(Records provided begins)
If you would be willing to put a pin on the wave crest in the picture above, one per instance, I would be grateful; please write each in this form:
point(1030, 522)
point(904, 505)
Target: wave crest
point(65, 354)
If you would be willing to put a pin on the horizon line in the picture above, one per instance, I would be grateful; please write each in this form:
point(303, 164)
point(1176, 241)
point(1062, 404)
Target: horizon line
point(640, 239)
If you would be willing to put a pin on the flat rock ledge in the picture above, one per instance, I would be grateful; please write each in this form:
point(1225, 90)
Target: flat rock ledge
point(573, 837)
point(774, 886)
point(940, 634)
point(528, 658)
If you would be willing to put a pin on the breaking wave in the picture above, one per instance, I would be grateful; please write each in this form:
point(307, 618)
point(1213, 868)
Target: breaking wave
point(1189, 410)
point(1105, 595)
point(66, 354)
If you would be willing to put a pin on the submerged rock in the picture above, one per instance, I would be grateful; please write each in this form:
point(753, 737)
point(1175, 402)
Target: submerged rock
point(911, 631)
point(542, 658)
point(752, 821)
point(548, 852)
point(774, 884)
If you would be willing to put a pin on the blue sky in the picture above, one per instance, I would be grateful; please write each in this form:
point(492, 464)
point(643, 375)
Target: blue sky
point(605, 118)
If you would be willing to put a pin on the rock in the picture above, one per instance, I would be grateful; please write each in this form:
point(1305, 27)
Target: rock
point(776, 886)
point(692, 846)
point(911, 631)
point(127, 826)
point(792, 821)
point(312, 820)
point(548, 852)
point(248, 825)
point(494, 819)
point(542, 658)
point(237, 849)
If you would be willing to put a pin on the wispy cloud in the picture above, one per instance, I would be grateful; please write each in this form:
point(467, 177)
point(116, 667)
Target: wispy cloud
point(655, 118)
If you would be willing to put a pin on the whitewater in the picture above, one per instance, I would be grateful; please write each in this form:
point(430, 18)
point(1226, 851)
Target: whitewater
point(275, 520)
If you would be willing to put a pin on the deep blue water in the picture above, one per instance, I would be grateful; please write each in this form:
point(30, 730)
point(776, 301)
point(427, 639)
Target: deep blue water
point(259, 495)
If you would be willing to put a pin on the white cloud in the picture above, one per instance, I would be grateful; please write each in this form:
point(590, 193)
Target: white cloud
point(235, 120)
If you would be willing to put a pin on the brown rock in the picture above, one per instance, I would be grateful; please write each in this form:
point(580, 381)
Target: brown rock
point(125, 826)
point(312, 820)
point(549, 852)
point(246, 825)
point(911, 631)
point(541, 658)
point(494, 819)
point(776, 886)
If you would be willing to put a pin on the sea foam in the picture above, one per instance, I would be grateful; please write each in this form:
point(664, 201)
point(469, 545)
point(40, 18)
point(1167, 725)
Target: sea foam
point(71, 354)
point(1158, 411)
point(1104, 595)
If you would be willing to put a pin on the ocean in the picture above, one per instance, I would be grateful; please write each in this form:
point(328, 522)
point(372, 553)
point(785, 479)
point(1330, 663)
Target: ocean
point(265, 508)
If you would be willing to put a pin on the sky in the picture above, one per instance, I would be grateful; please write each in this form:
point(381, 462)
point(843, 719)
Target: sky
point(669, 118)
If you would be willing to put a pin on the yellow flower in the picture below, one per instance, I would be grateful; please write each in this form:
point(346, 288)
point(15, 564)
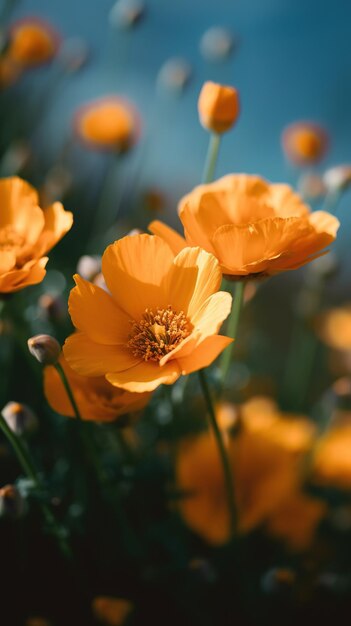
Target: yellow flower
point(304, 143)
point(97, 399)
point(254, 228)
point(160, 319)
point(334, 327)
point(265, 457)
point(111, 611)
point(32, 42)
point(332, 459)
point(107, 123)
point(218, 107)
point(27, 233)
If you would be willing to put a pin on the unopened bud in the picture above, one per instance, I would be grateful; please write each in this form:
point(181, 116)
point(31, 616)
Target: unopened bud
point(45, 349)
point(19, 418)
point(338, 178)
point(12, 504)
point(218, 107)
point(89, 266)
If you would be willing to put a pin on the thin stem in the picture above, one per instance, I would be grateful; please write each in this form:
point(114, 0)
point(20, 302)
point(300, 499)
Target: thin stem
point(211, 158)
point(232, 328)
point(30, 470)
point(227, 472)
point(89, 444)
(Records provided ends)
Your job is to copy every entry exactly. Omit the pictures.

If you would be willing to put a pin on the wave crest in the picture above, one per instance, I would be grateful; please write each in this form:
point(1030, 522)
point(904, 505)
Target: wave crest
point(65, 354)
If you would be willing to put a pin on the horizon line in the picture above, one per instance, I would be grateful; please write each in this form:
point(303, 164)
point(1176, 241)
point(1062, 404)
Target: horizon line
point(640, 239)
If you would be willing to put a pin on the flat rock ledge in the picture above, one per instance, I would be grateful; please write each in this form:
point(1225, 90)
Target: flat rock ledge
point(573, 837)
point(774, 886)
point(940, 634)
point(528, 658)
If you would be willing to put a pin on the breaking wave in the picture above, one per instance, I would be grateful; please write each in this form:
point(307, 618)
point(1213, 868)
Target: breaking wave
point(1189, 410)
point(1105, 595)
point(66, 354)
If you would be willing to put a pin on the submerged rock in the picture above, one per instance, I would be grateful; please write each in this form:
point(753, 737)
point(1175, 402)
Target: submerged rock
point(911, 631)
point(542, 658)
point(752, 821)
point(548, 852)
point(774, 884)
If you would be willing to put a pin on the blue sky in the picture above, one per instance, I would be grateful; please write each in this form:
point(492, 464)
point(643, 375)
Target: blue sky
point(605, 118)
If you would be willing to put a pin on the rock in the picture above, one per instance, I would be grateful; please write each in this form:
point(1305, 27)
Target: rock
point(776, 886)
point(692, 846)
point(911, 631)
point(127, 826)
point(792, 821)
point(312, 820)
point(548, 852)
point(248, 825)
point(494, 819)
point(542, 658)
point(237, 849)
If you would be willing to put a pin on the wispy cloud in the picture above, one per instance, I would be grateful; please write each in this form:
point(467, 177)
point(116, 667)
Target: wispy cloud
point(655, 118)
If you would be willing to put a pin on the whitewater in the picture above, one per instance, I would be grateful; please write each in this form:
point(430, 18)
point(1226, 851)
Target: whitewater
point(275, 520)
If you would be willing to put a pin on the deep blue water in the picture above, one per instance, I would be grateful; please write each in this form:
point(30, 730)
point(776, 301)
point(427, 639)
Target: deep blue water
point(259, 495)
If you would be willing to put a pin on the white cloud in the picture above, one per instance, I would be grateful; please write each in this form:
point(590, 193)
Target: white cloud
point(235, 120)
If you would be willing to put a pin on the brown rock in the picture above, one per instance, I would be grateful; please write each in this form:
point(580, 381)
Target: brown rock
point(125, 826)
point(312, 820)
point(549, 852)
point(246, 825)
point(911, 631)
point(541, 658)
point(494, 819)
point(776, 886)
If you would be willing to put a pin on the sea foam in the picture above, one per instance, I would be grateful; please write each in this form:
point(664, 201)
point(469, 545)
point(40, 18)
point(1167, 725)
Target: sea foam
point(71, 354)
point(1158, 411)
point(1104, 595)
If you would be willing to put a pin on the ocean in the picture above, one per instance, I would be grateful; please write each in this form:
point(328, 522)
point(372, 553)
point(785, 479)
point(1330, 663)
Target: ocean
point(265, 508)
If you would be willing to put a pin on the sky in the picture above, one per instance, I would be grateful; please write each in this form:
point(381, 462)
point(843, 719)
Target: sky
point(669, 118)
If you would be willing to put a pin on the yellow flower in the picture below, one per instance, I would be grateful; please write each in this form:
point(346, 288)
point(15, 564)
Target: yellow flower
point(304, 143)
point(97, 399)
point(254, 228)
point(160, 319)
point(334, 327)
point(265, 457)
point(111, 611)
point(32, 42)
point(332, 459)
point(107, 123)
point(218, 107)
point(27, 233)
If you would be willing to put a pin on the unopened bud in the picture above, one per instance, I would be grateful; please write each in this form:
point(181, 116)
point(31, 616)
Target: unopened bud
point(45, 349)
point(19, 418)
point(338, 178)
point(12, 504)
point(218, 107)
point(89, 266)
If you would be willing to put a pin on the thin stem in the picture above, one per instance, I would be grateful; please write each in this form:
point(114, 0)
point(20, 302)
point(300, 499)
Target: thin stem
point(211, 158)
point(232, 328)
point(30, 470)
point(227, 472)
point(89, 444)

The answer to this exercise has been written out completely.